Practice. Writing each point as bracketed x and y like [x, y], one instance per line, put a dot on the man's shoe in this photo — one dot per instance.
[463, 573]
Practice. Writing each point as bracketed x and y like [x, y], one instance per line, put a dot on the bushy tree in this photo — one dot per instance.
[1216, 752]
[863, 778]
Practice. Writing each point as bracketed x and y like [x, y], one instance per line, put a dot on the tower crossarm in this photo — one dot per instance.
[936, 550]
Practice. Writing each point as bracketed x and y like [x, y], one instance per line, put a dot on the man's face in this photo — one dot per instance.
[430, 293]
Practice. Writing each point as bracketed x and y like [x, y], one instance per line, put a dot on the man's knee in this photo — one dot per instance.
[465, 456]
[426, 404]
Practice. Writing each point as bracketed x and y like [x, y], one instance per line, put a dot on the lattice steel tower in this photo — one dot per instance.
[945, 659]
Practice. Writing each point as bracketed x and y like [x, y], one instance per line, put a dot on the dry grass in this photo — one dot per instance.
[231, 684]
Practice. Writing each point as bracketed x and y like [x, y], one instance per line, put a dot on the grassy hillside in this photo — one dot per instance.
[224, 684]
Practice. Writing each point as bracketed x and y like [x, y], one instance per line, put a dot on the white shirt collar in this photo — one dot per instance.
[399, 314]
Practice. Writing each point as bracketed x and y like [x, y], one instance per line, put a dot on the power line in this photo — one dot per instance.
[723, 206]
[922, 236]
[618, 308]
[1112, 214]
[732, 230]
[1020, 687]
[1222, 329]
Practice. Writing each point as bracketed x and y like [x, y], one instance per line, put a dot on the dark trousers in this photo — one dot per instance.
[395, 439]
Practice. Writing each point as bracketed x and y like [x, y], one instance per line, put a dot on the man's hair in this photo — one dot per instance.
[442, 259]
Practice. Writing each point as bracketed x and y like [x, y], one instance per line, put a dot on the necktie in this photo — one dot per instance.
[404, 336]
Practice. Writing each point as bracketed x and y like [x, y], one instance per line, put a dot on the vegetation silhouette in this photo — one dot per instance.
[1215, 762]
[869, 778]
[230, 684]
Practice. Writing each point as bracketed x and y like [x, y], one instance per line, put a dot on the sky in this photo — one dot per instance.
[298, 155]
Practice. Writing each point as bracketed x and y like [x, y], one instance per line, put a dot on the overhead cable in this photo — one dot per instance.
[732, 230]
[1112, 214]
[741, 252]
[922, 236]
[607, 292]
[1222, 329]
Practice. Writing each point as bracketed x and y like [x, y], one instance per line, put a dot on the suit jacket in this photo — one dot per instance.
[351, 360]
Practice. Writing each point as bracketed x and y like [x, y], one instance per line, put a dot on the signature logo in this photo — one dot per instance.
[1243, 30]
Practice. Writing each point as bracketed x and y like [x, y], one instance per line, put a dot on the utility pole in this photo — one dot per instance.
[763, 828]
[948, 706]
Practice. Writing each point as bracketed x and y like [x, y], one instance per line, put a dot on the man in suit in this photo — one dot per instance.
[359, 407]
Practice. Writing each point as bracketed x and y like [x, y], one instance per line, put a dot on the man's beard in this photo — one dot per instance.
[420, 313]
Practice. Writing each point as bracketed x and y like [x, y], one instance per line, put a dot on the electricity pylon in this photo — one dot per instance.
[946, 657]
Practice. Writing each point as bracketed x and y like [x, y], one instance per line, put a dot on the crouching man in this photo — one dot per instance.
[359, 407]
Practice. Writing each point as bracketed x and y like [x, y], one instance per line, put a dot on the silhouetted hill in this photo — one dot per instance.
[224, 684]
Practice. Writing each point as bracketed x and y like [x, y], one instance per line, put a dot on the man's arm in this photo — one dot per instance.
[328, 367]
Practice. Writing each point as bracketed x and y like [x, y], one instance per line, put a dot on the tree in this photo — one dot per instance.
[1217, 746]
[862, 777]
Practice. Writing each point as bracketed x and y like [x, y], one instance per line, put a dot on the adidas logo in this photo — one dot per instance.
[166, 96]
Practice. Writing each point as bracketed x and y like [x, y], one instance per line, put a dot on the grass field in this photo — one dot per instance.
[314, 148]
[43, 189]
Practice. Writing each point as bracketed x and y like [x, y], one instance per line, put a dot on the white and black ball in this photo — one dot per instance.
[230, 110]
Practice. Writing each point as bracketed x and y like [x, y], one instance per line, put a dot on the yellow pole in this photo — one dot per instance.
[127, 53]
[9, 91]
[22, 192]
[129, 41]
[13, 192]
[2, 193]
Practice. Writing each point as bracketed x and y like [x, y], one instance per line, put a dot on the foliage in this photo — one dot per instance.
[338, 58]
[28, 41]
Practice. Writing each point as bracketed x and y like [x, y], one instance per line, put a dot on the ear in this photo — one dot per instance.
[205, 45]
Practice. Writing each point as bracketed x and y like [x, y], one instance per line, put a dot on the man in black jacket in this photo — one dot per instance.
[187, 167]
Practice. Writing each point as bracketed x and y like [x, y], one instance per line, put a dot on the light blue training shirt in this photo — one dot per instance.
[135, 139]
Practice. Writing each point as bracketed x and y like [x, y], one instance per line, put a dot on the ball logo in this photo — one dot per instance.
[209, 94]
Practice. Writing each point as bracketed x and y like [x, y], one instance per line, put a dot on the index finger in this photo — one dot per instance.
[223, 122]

**Task details:** Give every entry again in full, precisely as written above.

**Response below:**
Practice. Writing each point as bracketed x and y like [x, y], one instance per line, put a dot on the man's shoe in this photo — one dot per instance.
[463, 573]
Practice. Writing each point as bracketed x and y like [x, y], one instance per line, put a dot on the bushy tree in this photo — one dot per instance.
[1216, 752]
[863, 778]
Practice. Writing each point as bracketed x and y like [x, y], one instance per line, put a dot on the tower crossarm in this photo — one dot per instance.
[936, 550]
Practice. Writing each point as bracketed x and y like [x, y], one instance per line, put a dot on the man's face in this photo — one dot per instance.
[430, 293]
Practice. Writing each point as bracketed x and y like [x, y], one instance per line, put a dot on the man's knee in this photo — one dot per instance.
[465, 456]
[426, 404]
Practice. Writing each point as bracketed x and y like [x, y], one instance per line, put a dot on the lattice steel tower in this photo — one dot per instance.
[945, 659]
Practice. Writing each point as bracketed x and y like [x, y], one instance per line, put a dot on the dry grass in this photo — one dot per instance.
[231, 684]
Practice. Writing each point as bracketed x and y like [x, y], one instance per line, put a dot on the grassy hillside in this photo — one dot per instance.
[224, 684]
Practice. Writing each point as bracketed x and y like [x, y], one instance per line, put a dot on the white shirt collar in this photo — one dot per instance.
[399, 314]
Practice. Writing each point as bracketed x and y like [x, y], one instance per line, put a dot on the power line in this photo — one dot per instance.
[723, 206]
[922, 236]
[618, 308]
[1112, 214]
[732, 230]
[1020, 687]
[1222, 329]
Practice. Writing each point as bracketed x and y like [x, y], one instance per line, put a dot on the dark trousers in this photo — one dot per instance.
[395, 439]
Practice. Writing each point as bracketed x and y like [x, y], one instance per line, put a dot on the man's hair in this photo — one dot per instance.
[442, 259]
Practice. Writing each point as bracketed x and y like [x, y], one instance per line, put a dot on the necktie in this photo — one dot per instance.
[404, 336]
Practice. Writing each point as bracketed x and y like [x, y], one instance per line, put a dot on the vegetation silhouette in this photo — one dot per instance.
[1215, 762]
[869, 778]
[230, 684]
Practice. Writing each point as bracketed x and y like [x, y], one instance per line, put a dot on the sky in this photo — one dot per instance.
[298, 155]
Practice. Writing each point as bracketed x and y like [x, y], one instance per line, put a dot on the overhead cable in this photo — one dot per instance.
[732, 230]
[1112, 214]
[741, 252]
[922, 236]
[607, 292]
[1222, 329]
Practice. Writing each point as bracketed x and y like [x, y], one instance per line, put a dot on the suit jacket in this photo — one dot per instance.
[351, 360]
Practice. Writing each point as bracketed x and y like [x, y], one instance per line, put a dot on the signature logo in this photo — one dot per instance.
[1243, 30]
Practice. Writing each point as bracketed x and y like [x, y], one instance per line, put a dot on the utility pole in this photo — one dot per instance.
[763, 828]
[948, 706]
Practice. Writing each point as bracketed x and y like [x, y], one instance per line, put a dot on the man in suit in this photo — one dot per instance.
[359, 407]
Practice. Writing each point as bracketed x and y like [x, y], one instance per line, put a dot on the man's beard in this photo — one dot per instance.
[420, 313]
Practice. Writing each point as bracketed x and y like [x, y], one instance per line, put a dot on the electricity pylon in this photo — one dot per instance.
[946, 657]
Practice. Writing each point as bracketed x and y like [x, y], one instance per line, put a dot on the crouching man in this photo — one dot per instance.
[359, 407]
Practice. Writing each point as bracketed x and y like [x, y], one instance per line, put a dot on the silhouetted hill in this photo — one dot per instance.
[224, 684]
Practice. Writing each point as bracketed x and y like [x, y], one instance per line, put a dot on the man's arm in this photo — one dot per instance.
[328, 367]
Practice. Writing each point as bracketed x and y like [x, y], one instance per line, put a dot on the tree in this photo — one dot per instance.
[1217, 746]
[862, 777]
Practice. Writing each point as bracketed x and y like [x, y], one instance per line, put a dot on the adidas logo in this photo — one dot per instance.
[166, 96]
Practice. Writing each point as bracketed x and y like [x, y], one instance per line, put a dot on the grass field in this photo — one dot per instance.
[314, 148]
[43, 189]
Practice. Writing each point as bracketed x and y like [x, y], one instance per line, put a dot on the white and black ball in this photo — one dot per instance.
[230, 110]
Practice. Writing each point as bracketed x and y like [x, y], one instance per line, put a dot on the yellow pole in this photo — one dot per instance.
[127, 53]
[9, 91]
[22, 192]
[129, 41]
[13, 192]
[2, 193]
Practice. Writing each point as bracketed x and y like [x, y], one instance per line, put a dot on the foliage in this photo — one dot per instance.
[338, 58]
[28, 41]
Practice. Writing each point as bracketed x and y like [x, y], one instance per line, put a dot on the ear in this photo — one dot per instance.
[205, 45]
Practice. Writing each point as bracketed x and y like [x, y], one instance per line, put a dot on the man in black jacket in this photo — one dot per instance.
[187, 167]
Practice. Writing each point as bracketed x and y like [x, y], one instance per line, put a dot on the light blue training shirt in this photo — one dot per instance.
[135, 139]
Practice. Writing each point as bracketed x and y like [x, y], one instance per line, put a dot on the ball logo in this photo — one dot per instance.
[209, 94]
Practice. Writing each point as bracketed x and y like [x, y], one instance per line, put a dot on the index finger in this photo — one dot per instance.
[223, 122]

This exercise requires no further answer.